**SOURCE TEXT**
┄┄┄┄┄┄┄┄┄┄

Look closely on the disks beside the jumpers using a magnifying glass, 
there is usually a little table of pins with cryptic abbreviations like M 
and S for the jumper positions. Failing that, ask Mr Google for the make, 
model, type, and size of drive.

Failing that, if the data is life-or-death important, or otherwise 
irreplaceably valuable,  there are many good companies out there who can 
recover data from old media.

P

On 16 May 2019 03:09:19 rikona <rikona at sonic.net> wrote:

> On Wed, 15 May 2019 21:58:40 +0100
> Peter Flynn <peter at silmaril.ie> wrote:
>
>> On 15/05/2019 21:47, rikona wrote:
>>> Some of the old disks I'm trying to access are likely quite old -
>>> in the 250 to 750 MB range. Same connectors as old but larger disks
>>> [1GB and up] that I can access. In disks they just show up as
>>> generic ATA/ATAPI and it says "no media". A couple did a lot of
>>> screeching/beeping before they finally decided to run, but none of
>>> the very small ones show as a disk. What may be preventing me from
>>> accessing those smaller disks?
>>
>> How are you connecting these drives to your system? That is, what
>> kind of cable, what kind of connectors, and what is the other end
>> plugged into?
>
> I'm using a Vantec IDE/SATA to USB3 adapter, plugged into my Ubuntu
> 16.04 box. It has 3 different disk connectors on the adapter, for
> different kinds of disks. I've been able to see and copy from about a
> dozen old IDE and SATA drives. I copy a bit from these old drives to a
> second USB3, a Sabrent HD docking station with a 2TB SATA drive in
> there.

┄┄┄┄┄┄┄┄┄┄

**Data items**
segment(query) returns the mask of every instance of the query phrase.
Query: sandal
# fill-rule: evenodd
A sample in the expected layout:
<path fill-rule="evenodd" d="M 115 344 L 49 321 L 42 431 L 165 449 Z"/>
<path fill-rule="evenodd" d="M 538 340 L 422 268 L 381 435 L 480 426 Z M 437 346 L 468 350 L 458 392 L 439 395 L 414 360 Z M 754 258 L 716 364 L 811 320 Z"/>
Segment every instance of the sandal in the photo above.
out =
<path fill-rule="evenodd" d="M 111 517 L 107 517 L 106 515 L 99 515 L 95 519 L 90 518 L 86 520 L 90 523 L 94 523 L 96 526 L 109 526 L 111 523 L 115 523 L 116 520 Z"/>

┄┄┄┄┄┄┄┄┄┄

**DIRECTIVES**
1. According to the mailing list excerpt, what size range are the small old disks that fail to show up as a disk?
2. Output everything in the mailing list excerpt from "Failing that, if" down to "from old media.".

**TASK RESPONSES**
1. 250 to 750 MB.

2.
Failing that, if the data is life-or-death important, or otherwise 
irreplaceably valuable,  there are many good companies out there who can 
recover data from old media.